Exercise directions →
Skip the images and copy each record exactly as written.

Dataset excerpts →
[Start of section]

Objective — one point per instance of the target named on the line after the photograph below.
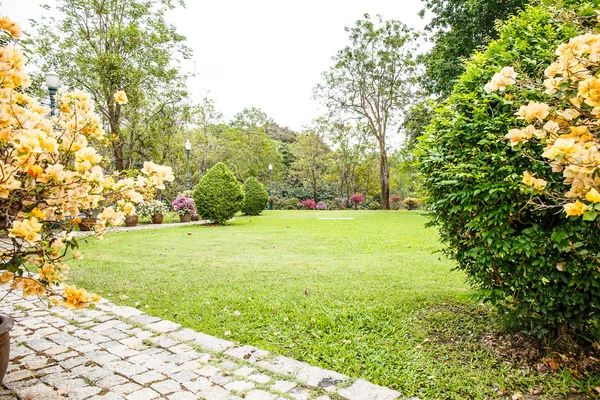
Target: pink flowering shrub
(309, 204)
(356, 199)
(184, 205)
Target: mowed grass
(368, 296)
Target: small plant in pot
(131, 220)
(185, 207)
(153, 209)
(87, 220)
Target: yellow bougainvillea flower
(593, 196)
(28, 229)
(533, 110)
(530, 180)
(575, 209)
(39, 214)
(121, 97)
(36, 171)
(589, 90)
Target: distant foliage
(255, 197)
(309, 204)
(218, 196)
(321, 205)
(411, 203)
(395, 202)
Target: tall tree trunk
(384, 178)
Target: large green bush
(255, 197)
(218, 196)
(532, 262)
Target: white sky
(261, 53)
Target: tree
(109, 45)
(207, 118)
(371, 81)
(458, 28)
(311, 159)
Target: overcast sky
(261, 53)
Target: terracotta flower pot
(87, 224)
(131, 220)
(6, 325)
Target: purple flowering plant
(184, 205)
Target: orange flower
(36, 171)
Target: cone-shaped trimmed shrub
(218, 196)
(255, 197)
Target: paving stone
(185, 335)
(239, 386)
(197, 385)
(144, 394)
(318, 377)
(125, 312)
(260, 395)
(244, 371)
(166, 387)
(144, 319)
(212, 343)
(183, 376)
(147, 377)
(111, 381)
(163, 326)
(363, 390)
(283, 386)
(260, 378)
(182, 396)
(126, 368)
(126, 388)
(207, 371)
(83, 392)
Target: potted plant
(131, 220)
(185, 207)
(88, 219)
(153, 209)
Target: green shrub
(218, 196)
(255, 197)
(291, 204)
(531, 262)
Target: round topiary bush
(531, 261)
(255, 197)
(218, 196)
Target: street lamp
(52, 82)
(188, 148)
(270, 185)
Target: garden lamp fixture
(52, 82)
(188, 148)
(270, 185)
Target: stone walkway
(116, 352)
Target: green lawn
(368, 297)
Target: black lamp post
(270, 185)
(188, 148)
(52, 82)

[End of section]

Exercise answer →
Objective — one point per instance of the target named on the line after the photograph below.
Target: pink flowering shrub
(309, 204)
(356, 199)
(184, 205)
Target: mowed grass
(368, 296)
Target: small plant in pot
(131, 220)
(185, 207)
(153, 209)
(87, 220)
Target: yellow bougainvillea flower
(593, 196)
(28, 229)
(533, 110)
(530, 180)
(575, 209)
(39, 214)
(121, 97)
(36, 171)
(589, 90)
Target: distant foliage
(255, 197)
(309, 204)
(218, 196)
(321, 205)
(411, 203)
(395, 202)
Target: tall tree trunk
(384, 178)
Target: large green bush
(255, 197)
(218, 196)
(532, 262)
Target: white sky
(261, 53)
Target: tree
(109, 45)
(207, 118)
(371, 81)
(458, 28)
(311, 159)
Target: overcast sky
(261, 53)
Target: terracotta flower pot
(87, 224)
(131, 220)
(6, 325)
Target: purple flowering plant
(184, 205)
Target: orange flower
(36, 171)
Target: cone-shaped trimmed shrub
(218, 196)
(255, 197)
Target: paving stone
(185, 335)
(239, 386)
(197, 385)
(144, 394)
(318, 377)
(125, 312)
(260, 395)
(244, 371)
(166, 387)
(144, 319)
(212, 343)
(183, 376)
(147, 377)
(111, 381)
(163, 326)
(363, 390)
(283, 386)
(260, 378)
(182, 396)
(126, 368)
(126, 388)
(207, 371)
(83, 392)
Target: potted plant
(131, 220)
(185, 207)
(88, 219)
(153, 209)
Target: green shrub
(218, 196)
(255, 197)
(291, 204)
(531, 262)
Target: round topiary bush
(531, 261)
(255, 197)
(218, 196)
Target: street lamp
(52, 82)
(188, 148)
(270, 185)
Target: garden lamp fixture
(52, 82)
(188, 148)
(270, 185)
Target: stone walkway
(116, 352)
Target: green lawn
(368, 297)
Target: black lamp post
(270, 185)
(188, 148)
(52, 82)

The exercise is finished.